- _REQUEST_: From the entries below, select every line that contains the word "drawer" and copy each of those lines.

- _THE RECORDS_:

┄┄┄┄┄┄

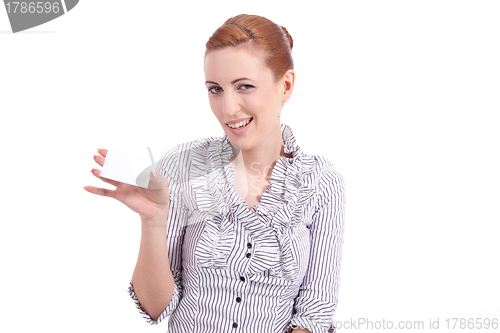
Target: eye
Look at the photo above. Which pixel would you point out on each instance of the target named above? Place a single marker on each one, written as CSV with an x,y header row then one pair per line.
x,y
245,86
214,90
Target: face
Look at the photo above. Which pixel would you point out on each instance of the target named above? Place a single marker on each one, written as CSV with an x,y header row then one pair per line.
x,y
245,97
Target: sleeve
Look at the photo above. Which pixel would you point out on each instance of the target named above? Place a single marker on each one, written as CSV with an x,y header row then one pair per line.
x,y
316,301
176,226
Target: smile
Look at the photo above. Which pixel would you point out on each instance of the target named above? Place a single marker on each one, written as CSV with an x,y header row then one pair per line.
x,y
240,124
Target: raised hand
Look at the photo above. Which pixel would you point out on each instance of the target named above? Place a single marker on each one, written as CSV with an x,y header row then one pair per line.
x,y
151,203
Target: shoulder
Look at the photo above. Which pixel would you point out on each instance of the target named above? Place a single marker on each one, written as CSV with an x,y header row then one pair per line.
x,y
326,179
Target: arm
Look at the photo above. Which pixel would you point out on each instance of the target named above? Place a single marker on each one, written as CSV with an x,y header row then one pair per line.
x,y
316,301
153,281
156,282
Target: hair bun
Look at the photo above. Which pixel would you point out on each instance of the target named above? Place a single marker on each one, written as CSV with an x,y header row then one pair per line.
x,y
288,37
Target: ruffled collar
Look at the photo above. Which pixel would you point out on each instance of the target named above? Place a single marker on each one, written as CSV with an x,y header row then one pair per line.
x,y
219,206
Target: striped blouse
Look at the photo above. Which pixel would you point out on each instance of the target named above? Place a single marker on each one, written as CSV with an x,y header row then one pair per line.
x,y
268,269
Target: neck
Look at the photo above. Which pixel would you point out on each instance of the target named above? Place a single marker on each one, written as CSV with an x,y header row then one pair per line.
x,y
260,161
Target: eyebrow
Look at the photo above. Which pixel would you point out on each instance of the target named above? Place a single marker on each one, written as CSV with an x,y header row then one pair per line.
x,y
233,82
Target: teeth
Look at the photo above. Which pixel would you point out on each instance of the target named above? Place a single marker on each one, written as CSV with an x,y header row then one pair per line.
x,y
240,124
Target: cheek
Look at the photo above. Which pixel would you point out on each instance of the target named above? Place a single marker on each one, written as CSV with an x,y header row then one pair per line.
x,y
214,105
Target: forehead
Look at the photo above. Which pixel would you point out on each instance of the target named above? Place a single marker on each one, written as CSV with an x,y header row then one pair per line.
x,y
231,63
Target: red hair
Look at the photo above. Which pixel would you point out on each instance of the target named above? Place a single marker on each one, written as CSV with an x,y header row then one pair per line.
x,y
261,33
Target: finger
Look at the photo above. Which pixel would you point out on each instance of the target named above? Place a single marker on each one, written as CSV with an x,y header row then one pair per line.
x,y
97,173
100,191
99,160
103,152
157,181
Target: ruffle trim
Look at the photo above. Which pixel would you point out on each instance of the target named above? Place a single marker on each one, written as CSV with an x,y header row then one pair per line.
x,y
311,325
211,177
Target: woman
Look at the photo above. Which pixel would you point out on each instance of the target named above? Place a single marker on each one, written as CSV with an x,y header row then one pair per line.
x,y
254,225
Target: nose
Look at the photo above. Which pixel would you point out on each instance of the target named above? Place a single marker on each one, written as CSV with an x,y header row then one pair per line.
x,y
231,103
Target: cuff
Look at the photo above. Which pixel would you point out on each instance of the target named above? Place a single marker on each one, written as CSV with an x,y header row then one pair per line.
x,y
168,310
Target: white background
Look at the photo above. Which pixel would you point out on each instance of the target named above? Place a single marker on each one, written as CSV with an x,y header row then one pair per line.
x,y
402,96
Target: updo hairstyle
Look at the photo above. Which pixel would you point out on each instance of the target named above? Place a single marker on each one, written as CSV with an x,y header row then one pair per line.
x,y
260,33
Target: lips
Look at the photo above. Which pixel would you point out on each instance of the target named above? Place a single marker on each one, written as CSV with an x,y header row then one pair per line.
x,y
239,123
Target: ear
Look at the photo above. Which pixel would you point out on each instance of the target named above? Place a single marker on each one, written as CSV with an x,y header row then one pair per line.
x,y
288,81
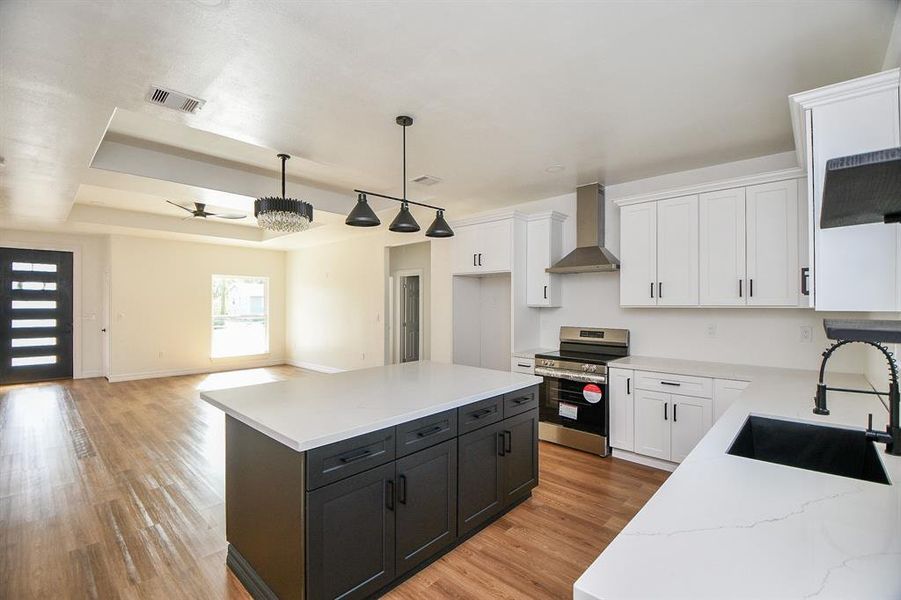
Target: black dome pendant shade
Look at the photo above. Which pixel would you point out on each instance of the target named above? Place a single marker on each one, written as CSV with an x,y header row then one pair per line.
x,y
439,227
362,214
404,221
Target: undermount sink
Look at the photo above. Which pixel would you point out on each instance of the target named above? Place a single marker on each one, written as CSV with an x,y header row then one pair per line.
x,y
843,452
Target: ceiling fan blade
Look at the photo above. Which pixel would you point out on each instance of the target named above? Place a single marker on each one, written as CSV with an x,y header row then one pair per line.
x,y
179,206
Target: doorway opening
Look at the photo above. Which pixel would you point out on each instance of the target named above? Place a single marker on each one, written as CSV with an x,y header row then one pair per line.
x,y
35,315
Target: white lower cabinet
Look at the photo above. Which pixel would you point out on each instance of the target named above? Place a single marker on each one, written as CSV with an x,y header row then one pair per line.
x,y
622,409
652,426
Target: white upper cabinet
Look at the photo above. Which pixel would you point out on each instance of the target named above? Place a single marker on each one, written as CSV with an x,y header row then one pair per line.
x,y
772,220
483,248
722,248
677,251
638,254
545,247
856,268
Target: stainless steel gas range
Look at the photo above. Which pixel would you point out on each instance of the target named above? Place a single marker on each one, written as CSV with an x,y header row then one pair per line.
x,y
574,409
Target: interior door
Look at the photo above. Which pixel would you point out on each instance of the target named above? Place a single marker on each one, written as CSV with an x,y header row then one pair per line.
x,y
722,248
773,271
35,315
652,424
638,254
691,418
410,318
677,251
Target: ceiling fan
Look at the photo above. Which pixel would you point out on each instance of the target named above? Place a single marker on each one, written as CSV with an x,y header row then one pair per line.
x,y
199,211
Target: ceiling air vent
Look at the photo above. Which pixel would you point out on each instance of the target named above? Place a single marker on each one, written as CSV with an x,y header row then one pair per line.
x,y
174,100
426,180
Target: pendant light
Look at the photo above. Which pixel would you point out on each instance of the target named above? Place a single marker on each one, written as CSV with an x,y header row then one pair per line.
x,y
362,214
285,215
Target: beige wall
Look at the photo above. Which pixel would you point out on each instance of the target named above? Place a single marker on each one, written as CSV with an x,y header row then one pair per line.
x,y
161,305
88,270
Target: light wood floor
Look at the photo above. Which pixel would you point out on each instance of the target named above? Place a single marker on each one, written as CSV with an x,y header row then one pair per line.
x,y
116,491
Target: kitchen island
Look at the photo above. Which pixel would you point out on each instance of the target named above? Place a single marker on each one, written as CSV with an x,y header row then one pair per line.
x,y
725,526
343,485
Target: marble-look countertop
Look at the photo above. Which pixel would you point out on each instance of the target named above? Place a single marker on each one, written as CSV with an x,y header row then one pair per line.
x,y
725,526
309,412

┄┄┄┄┄┄

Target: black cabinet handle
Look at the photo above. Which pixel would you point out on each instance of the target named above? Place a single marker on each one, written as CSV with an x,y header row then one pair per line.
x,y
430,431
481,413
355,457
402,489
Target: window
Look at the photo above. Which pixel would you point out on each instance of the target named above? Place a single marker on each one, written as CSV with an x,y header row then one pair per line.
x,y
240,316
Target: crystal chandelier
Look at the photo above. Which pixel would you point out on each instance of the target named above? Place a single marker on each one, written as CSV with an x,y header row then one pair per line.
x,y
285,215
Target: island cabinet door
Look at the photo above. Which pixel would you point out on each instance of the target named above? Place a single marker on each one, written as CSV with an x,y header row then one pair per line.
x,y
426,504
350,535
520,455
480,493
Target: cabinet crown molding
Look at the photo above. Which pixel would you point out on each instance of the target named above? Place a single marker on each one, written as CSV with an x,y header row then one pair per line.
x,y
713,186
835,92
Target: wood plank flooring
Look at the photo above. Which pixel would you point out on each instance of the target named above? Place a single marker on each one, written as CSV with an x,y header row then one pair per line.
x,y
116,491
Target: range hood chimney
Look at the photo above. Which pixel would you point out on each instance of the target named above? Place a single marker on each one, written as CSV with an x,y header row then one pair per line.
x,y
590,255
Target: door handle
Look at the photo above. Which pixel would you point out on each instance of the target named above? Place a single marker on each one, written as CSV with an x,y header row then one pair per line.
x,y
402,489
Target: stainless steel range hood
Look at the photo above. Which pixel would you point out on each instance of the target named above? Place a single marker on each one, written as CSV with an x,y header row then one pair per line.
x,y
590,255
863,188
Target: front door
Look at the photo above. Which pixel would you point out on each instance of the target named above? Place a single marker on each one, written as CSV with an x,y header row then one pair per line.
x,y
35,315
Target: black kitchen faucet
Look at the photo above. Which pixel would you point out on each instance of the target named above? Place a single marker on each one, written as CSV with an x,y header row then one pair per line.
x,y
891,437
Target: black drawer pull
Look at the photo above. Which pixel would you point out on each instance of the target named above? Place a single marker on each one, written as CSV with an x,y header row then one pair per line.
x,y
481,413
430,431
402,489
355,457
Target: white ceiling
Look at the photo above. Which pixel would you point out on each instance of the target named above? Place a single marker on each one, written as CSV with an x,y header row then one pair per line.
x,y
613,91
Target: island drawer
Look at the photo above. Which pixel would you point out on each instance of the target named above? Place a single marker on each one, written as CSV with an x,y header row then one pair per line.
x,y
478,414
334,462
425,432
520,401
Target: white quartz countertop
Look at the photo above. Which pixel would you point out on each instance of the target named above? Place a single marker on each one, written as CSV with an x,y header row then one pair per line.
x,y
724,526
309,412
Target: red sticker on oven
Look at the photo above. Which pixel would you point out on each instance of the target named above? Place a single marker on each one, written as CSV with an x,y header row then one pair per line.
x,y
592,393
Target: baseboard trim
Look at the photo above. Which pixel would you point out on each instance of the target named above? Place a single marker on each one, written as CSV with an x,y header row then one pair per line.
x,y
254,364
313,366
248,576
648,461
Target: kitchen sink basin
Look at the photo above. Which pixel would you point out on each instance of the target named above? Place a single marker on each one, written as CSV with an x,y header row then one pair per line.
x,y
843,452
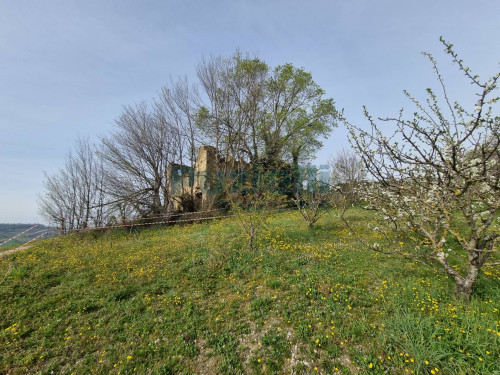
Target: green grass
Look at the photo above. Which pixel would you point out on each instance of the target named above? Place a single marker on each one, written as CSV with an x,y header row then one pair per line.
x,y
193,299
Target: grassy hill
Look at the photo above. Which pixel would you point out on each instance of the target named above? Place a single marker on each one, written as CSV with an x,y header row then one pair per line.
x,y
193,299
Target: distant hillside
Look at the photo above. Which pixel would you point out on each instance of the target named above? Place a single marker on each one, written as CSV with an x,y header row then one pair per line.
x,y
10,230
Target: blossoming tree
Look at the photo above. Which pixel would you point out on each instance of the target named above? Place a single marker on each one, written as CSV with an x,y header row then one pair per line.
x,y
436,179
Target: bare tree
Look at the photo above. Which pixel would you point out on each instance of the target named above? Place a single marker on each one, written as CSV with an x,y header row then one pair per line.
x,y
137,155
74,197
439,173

┄┄┄┄┄┄

- _COMPLETE RESPONSE_:
Target: black drawer pull
Target: island drawer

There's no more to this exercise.